» EXERCISE
Beginning at whichever line contains "Would you be able to indicate the coiled", reproduce each line of the records below word for word, ending with the last, and add nothing.

○ ○ ○ ○ ○ ○ ○

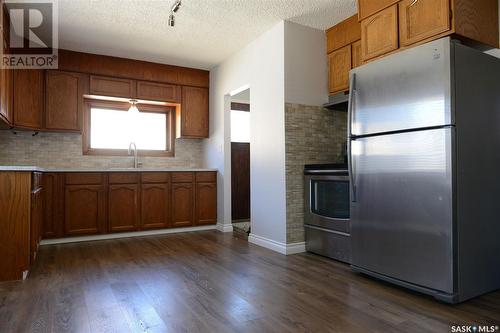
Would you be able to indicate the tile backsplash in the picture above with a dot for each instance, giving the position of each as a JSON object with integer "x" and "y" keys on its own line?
{"x": 64, "y": 150}
{"x": 313, "y": 135}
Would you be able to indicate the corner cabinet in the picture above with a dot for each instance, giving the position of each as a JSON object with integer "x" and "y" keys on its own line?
{"x": 192, "y": 116}
{"x": 64, "y": 100}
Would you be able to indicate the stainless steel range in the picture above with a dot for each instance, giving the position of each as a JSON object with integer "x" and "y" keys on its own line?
{"x": 327, "y": 211}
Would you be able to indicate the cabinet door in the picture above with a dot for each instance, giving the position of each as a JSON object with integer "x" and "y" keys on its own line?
{"x": 421, "y": 19}
{"x": 64, "y": 100}
{"x": 356, "y": 54}
{"x": 84, "y": 209}
{"x": 206, "y": 203}
{"x": 114, "y": 87}
{"x": 369, "y": 7}
{"x": 379, "y": 33}
{"x": 123, "y": 209}
{"x": 155, "y": 206}
{"x": 28, "y": 98}
{"x": 193, "y": 115}
{"x": 36, "y": 223}
{"x": 182, "y": 205}
{"x": 339, "y": 65}
{"x": 158, "y": 92}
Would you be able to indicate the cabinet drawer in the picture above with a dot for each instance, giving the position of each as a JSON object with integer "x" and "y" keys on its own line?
{"x": 84, "y": 178}
{"x": 155, "y": 177}
{"x": 182, "y": 177}
{"x": 206, "y": 177}
{"x": 158, "y": 92}
{"x": 342, "y": 34}
{"x": 110, "y": 86}
{"x": 123, "y": 178}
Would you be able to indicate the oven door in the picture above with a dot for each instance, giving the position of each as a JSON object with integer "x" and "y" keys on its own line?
{"x": 327, "y": 202}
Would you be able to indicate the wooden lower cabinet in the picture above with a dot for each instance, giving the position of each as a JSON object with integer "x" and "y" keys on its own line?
{"x": 123, "y": 207}
{"x": 85, "y": 210}
{"x": 155, "y": 206}
{"x": 206, "y": 203}
{"x": 182, "y": 204}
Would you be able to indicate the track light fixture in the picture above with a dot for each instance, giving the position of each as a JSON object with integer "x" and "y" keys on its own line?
{"x": 173, "y": 10}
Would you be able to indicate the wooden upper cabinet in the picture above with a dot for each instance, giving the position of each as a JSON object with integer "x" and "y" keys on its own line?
{"x": 85, "y": 210}
{"x": 123, "y": 207}
{"x": 367, "y": 8}
{"x": 206, "y": 203}
{"x": 64, "y": 100}
{"x": 379, "y": 33}
{"x": 342, "y": 34}
{"x": 158, "y": 92}
{"x": 28, "y": 98}
{"x": 339, "y": 65}
{"x": 421, "y": 19}
{"x": 114, "y": 87}
{"x": 192, "y": 117}
{"x": 356, "y": 54}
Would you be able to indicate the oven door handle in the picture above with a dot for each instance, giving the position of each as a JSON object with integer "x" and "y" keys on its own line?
{"x": 350, "y": 111}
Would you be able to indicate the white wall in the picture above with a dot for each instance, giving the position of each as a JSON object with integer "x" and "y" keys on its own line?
{"x": 260, "y": 65}
{"x": 306, "y": 74}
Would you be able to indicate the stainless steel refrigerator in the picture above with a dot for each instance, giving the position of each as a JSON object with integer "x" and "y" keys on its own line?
{"x": 424, "y": 162}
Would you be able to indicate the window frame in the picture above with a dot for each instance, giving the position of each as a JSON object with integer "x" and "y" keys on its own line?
{"x": 124, "y": 106}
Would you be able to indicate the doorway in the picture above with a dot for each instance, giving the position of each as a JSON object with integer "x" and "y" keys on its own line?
{"x": 240, "y": 163}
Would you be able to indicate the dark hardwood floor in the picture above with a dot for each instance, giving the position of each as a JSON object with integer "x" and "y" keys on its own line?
{"x": 213, "y": 282}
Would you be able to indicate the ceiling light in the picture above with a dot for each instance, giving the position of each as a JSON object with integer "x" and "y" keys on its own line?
{"x": 174, "y": 9}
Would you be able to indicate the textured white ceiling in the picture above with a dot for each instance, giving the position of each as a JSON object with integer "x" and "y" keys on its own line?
{"x": 206, "y": 31}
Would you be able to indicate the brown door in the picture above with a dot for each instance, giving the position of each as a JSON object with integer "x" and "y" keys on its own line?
{"x": 194, "y": 113}
{"x": 155, "y": 206}
{"x": 206, "y": 203}
{"x": 36, "y": 222}
{"x": 240, "y": 181}
{"x": 123, "y": 209}
{"x": 339, "y": 65}
{"x": 356, "y": 54}
{"x": 422, "y": 19}
{"x": 28, "y": 98}
{"x": 379, "y": 33}
{"x": 64, "y": 100}
{"x": 182, "y": 204}
{"x": 84, "y": 209}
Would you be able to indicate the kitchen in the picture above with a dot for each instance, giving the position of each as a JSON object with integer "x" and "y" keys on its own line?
{"x": 153, "y": 244}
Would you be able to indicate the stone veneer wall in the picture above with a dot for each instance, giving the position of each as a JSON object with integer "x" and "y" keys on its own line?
{"x": 312, "y": 135}
{"x": 64, "y": 150}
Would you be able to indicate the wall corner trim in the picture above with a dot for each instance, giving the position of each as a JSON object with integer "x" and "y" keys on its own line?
{"x": 224, "y": 227}
{"x": 286, "y": 249}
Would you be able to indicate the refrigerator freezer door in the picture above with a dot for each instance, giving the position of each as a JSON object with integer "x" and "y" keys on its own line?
{"x": 407, "y": 90}
{"x": 401, "y": 223}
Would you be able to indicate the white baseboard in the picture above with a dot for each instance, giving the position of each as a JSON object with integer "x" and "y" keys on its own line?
{"x": 224, "y": 227}
{"x": 286, "y": 249}
{"x": 124, "y": 235}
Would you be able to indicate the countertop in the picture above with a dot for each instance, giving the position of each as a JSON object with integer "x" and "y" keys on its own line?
{"x": 37, "y": 169}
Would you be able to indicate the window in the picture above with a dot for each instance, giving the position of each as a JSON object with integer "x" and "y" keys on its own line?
{"x": 109, "y": 129}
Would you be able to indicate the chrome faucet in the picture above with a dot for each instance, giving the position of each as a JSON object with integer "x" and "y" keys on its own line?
{"x": 134, "y": 147}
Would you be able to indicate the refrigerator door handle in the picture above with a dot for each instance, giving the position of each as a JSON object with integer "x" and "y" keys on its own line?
{"x": 350, "y": 110}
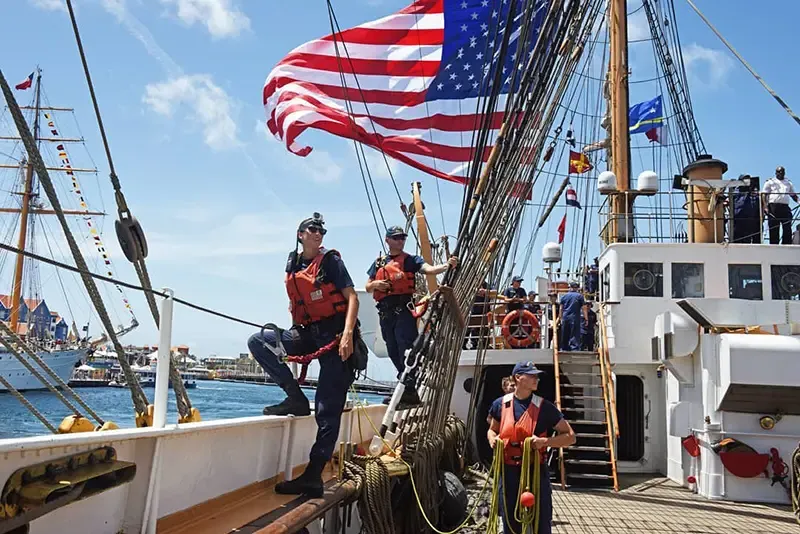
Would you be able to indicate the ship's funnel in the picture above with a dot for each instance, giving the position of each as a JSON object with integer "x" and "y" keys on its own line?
{"x": 706, "y": 222}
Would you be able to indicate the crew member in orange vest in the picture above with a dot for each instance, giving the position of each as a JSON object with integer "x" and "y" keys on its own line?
{"x": 514, "y": 417}
{"x": 391, "y": 282}
{"x": 323, "y": 305}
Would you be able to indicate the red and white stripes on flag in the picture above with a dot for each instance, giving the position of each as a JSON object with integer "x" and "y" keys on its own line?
{"x": 389, "y": 84}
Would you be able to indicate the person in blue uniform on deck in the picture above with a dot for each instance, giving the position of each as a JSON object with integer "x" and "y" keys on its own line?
{"x": 746, "y": 214}
{"x": 515, "y": 295}
{"x": 507, "y": 423}
{"x": 592, "y": 279}
{"x": 392, "y": 284}
{"x": 323, "y": 305}
{"x": 572, "y": 311}
{"x": 588, "y": 328}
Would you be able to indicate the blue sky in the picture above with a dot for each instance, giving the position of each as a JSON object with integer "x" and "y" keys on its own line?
{"x": 179, "y": 83}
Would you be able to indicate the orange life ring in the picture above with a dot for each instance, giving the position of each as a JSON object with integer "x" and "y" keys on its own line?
{"x": 521, "y": 316}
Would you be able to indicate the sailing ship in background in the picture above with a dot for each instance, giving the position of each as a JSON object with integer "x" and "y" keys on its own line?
{"x": 60, "y": 343}
{"x": 676, "y": 318}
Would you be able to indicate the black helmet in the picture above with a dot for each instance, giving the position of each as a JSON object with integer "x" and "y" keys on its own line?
{"x": 315, "y": 220}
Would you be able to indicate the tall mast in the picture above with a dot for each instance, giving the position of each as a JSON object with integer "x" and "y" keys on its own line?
{"x": 27, "y": 195}
{"x": 620, "y": 140}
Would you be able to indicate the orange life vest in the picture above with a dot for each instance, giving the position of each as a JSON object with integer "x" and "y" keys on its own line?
{"x": 513, "y": 433}
{"x": 392, "y": 270}
{"x": 312, "y": 297}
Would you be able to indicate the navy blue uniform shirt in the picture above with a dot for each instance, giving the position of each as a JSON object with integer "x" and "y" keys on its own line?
{"x": 571, "y": 304}
{"x": 549, "y": 416}
{"x": 334, "y": 268}
{"x": 412, "y": 264}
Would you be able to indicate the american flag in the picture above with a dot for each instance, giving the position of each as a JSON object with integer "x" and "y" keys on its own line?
{"x": 415, "y": 82}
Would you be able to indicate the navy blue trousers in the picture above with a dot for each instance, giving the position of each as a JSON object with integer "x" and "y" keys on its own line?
{"x": 509, "y": 501}
{"x": 399, "y": 330}
{"x": 335, "y": 378}
{"x": 571, "y": 333}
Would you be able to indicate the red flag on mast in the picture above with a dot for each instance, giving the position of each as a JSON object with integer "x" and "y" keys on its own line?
{"x": 25, "y": 84}
{"x": 562, "y": 227}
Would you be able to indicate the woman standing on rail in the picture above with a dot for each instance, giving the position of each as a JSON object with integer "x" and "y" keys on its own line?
{"x": 514, "y": 417}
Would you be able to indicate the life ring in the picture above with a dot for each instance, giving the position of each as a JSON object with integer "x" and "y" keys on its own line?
{"x": 521, "y": 317}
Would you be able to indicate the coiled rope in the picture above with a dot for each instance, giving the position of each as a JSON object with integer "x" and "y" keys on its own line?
{"x": 796, "y": 483}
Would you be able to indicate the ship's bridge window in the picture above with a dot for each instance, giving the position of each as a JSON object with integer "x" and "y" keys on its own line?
{"x": 785, "y": 282}
{"x": 744, "y": 281}
{"x": 688, "y": 281}
{"x": 644, "y": 279}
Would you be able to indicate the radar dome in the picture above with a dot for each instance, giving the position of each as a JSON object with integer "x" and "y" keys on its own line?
{"x": 606, "y": 182}
{"x": 551, "y": 253}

○ ○ ○ ○ ○ ○ ○

» FINISHED EXERCISE
Would you be able to indicate the coiled rope in the picture above with a dot for each instance, giving the position of each as a JSON object with integer "x" and "y" keys on its own line?
{"x": 796, "y": 483}
Would you be able to indicate the ship's bridge window in the picture above with a dot for each instance, giving the position of each as a JSON object with integer "x" and "y" keys on its own line?
{"x": 785, "y": 282}
{"x": 744, "y": 281}
{"x": 688, "y": 281}
{"x": 644, "y": 279}
Would you be able to indicate the radar dome in the picture above with a dot for each instance, giving the position of each as a JSON object with integer "x" and "y" keys on its own line?
{"x": 606, "y": 182}
{"x": 551, "y": 253}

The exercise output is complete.